Written task | Please print, word for word, the part of the article on emotionalism below that opens with the words "Emotionalism – Carl" and closes with "everything is perverted.".

Document segment |

···

Emotionalism – Carl G. Hecker

Carl G. Hecker

The resurgence of Calvinism in recent years has brought about a need for a fresh look at emotion and its proper place in the religion of our Lord. When one begins with error, everything is perverted.

The doctrine is called Calvinism because John Calvin (1509-1564) gave it wide-spread acceptance in his day. Many modern denominations have built their theology upon his false assumptions. The first and basic error is that man is under a curse of God. Babies are born totally depraved, and incapable of doing anything good, until God acts directly upon them. This divine act is always an emotional experience which must be recited to, and then approved by, those who have themselves claimed a similar emotional experience. It is a kind of comparing oneself with oneself.

It is easy to see how following feelings rather than facts flows from the Calvinistic misconception of “original” sin. It is difficult to understand how such error could get into the church of our Lord, but it has happened! Emotionalism presents a threat to the doctrinal purity of the church.

Webster defines emotionalism as “the cultivation of the superficial emotions; the tendency to yield to the emotional or exalt the emotions; to view matters more from feeling than reason or morals.” An emotionalist is “one who practices the art of exciting emotions in others, a sensationalist.”

It would be terribly wrong to suggest that Christianity is unemotional. Deep feelings of joy, a solid sense of security, a firm feeling of duty, responsibility and purpose in life are all proper emotions. A Christian benefits by a real fear of sin, deep grief of his fellowman being in bondage to sin, and even jealousy, in a good sense, of the church and the gospel. Man emotes!

However, emotions are the result of information, of evidence presented to the mind. Man is first a rational being. He is an intelligent, thinking reasoning being. He can control, his emotions, and his actions by the exercise of his will. God holds the individual responsible for doing just that!

···

Raw records |

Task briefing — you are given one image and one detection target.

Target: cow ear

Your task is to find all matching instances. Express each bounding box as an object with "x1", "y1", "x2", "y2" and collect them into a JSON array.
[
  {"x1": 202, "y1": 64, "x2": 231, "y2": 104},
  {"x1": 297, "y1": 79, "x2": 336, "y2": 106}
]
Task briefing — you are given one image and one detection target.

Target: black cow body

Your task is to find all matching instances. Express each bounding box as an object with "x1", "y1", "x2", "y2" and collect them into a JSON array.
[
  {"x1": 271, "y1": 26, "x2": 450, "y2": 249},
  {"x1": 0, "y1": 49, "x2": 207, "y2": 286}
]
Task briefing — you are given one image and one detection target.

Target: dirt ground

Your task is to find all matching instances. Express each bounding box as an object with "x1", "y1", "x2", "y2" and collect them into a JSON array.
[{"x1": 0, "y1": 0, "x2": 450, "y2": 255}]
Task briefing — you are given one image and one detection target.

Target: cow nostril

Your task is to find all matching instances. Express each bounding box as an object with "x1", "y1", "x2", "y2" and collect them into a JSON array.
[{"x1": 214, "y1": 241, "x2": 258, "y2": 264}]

···

Written reply |
Emotionalism – Carl G. Hecker

Carl G. Hecker

The resurgence of Calvinism in recent years has brought about a need for a fresh look at emotion and its proper place in the religion of our Lord. When one begins with error, everything is perverted.